◆ Instructions for the task
In your reply, write out the records exactly, each line intact.

(Items from a data source)

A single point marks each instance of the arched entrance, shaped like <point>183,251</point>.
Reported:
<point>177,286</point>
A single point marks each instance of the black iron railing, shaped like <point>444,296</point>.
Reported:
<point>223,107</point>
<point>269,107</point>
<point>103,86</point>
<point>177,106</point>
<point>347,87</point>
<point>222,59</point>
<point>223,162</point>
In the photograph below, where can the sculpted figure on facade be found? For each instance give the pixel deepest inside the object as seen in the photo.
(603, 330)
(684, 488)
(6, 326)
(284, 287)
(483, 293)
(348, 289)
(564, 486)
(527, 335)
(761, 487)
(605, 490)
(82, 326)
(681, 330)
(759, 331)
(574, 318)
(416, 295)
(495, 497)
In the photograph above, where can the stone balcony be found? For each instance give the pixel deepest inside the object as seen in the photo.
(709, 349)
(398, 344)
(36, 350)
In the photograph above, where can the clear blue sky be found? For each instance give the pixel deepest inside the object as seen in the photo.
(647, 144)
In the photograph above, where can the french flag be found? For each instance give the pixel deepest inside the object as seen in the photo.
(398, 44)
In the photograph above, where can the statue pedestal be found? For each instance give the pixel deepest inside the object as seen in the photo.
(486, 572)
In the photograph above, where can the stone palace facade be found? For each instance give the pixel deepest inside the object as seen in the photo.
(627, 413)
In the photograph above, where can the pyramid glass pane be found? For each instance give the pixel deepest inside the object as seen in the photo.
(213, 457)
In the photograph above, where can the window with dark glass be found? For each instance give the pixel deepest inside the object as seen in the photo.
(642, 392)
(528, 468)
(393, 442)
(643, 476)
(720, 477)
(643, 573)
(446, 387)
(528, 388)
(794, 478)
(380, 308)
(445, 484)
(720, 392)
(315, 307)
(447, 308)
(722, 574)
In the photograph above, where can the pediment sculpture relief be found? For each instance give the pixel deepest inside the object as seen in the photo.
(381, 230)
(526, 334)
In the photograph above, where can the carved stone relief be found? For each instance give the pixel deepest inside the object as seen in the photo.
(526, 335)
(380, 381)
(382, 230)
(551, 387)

◆ Solution for this problem
A single point marks each instance of the arched entrance, shaped like <point>183,251</point>.
Reported:
<point>177,286</point>
A single point marks each instance of the black iron railing, shaped like <point>444,296</point>.
Reported:
<point>223,107</point>
<point>269,107</point>
<point>103,86</point>
<point>177,106</point>
<point>347,87</point>
<point>222,59</point>
<point>223,162</point>
In the photograph below, where can the sculpted figure on facade be found? For each instance give the pixel deepest inside the object as seen in the photo.
(603, 330)
(684, 488)
(6, 326)
(284, 287)
(483, 293)
(348, 289)
(564, 486)
(527, 335)
(761, 487)
(605, 490)
(82, 326)
(681, 330)
(759, 331)
(574, 318)
(416, 295)
(495, 497)
In the photograph above, where can the stone balcony be found? For each instance give the pixel deepest inside the object as seen in the photo.
(709, 349)
(398, 344)
(36, 350)
In the photograph above, where can the clear blue sky be found? For each instance give the pixel deepest inside the object as seen in the photo.
(647, 144)
In the photograph above, where can the french flag be found? For each instance give the pixel deepest inside the object as seen in the photo.
(398, 44)
In the photograph above, where can the statue pedestal be found? For each instance give the pixel deepest inside the object as seen in the photo.
(486, 572)
In the photograph above, where can the stone palace facade be found? For each instance give the pixel deepest inside the object as seen in the photo.
(627, 413)
In the photograph above, where can the pyramid glass pane be found? For each instance give the pixel deepest inside the object as seen in the photo.
(213, 457)
In the photograph above, where can the window with dark glass be found? For each instance give the pixel deepest inside the object as seen in the photo.
(642, 392)
(528, 468)
(393, 442)
(643, 476)
(720, 477)
(643, 573)
(446, 387)
(528, 388)
(794, 478)
(380, 308)
(445, 484)
(720, 392)
(315, 307)
(447, 308)
(722, 574)
In the photograph above, where can the pediment sculpture relief be found? For each instance give the pixel deepest inside the object as seen in the photo.
(381, 230)
(526, 334)
In the photograph above, where can the carved stone relief be found? For each instance give the pixel deepest inside the object as seen in the photo.
(526, 335)
(380, 381)
(382, 230)
(551, 387)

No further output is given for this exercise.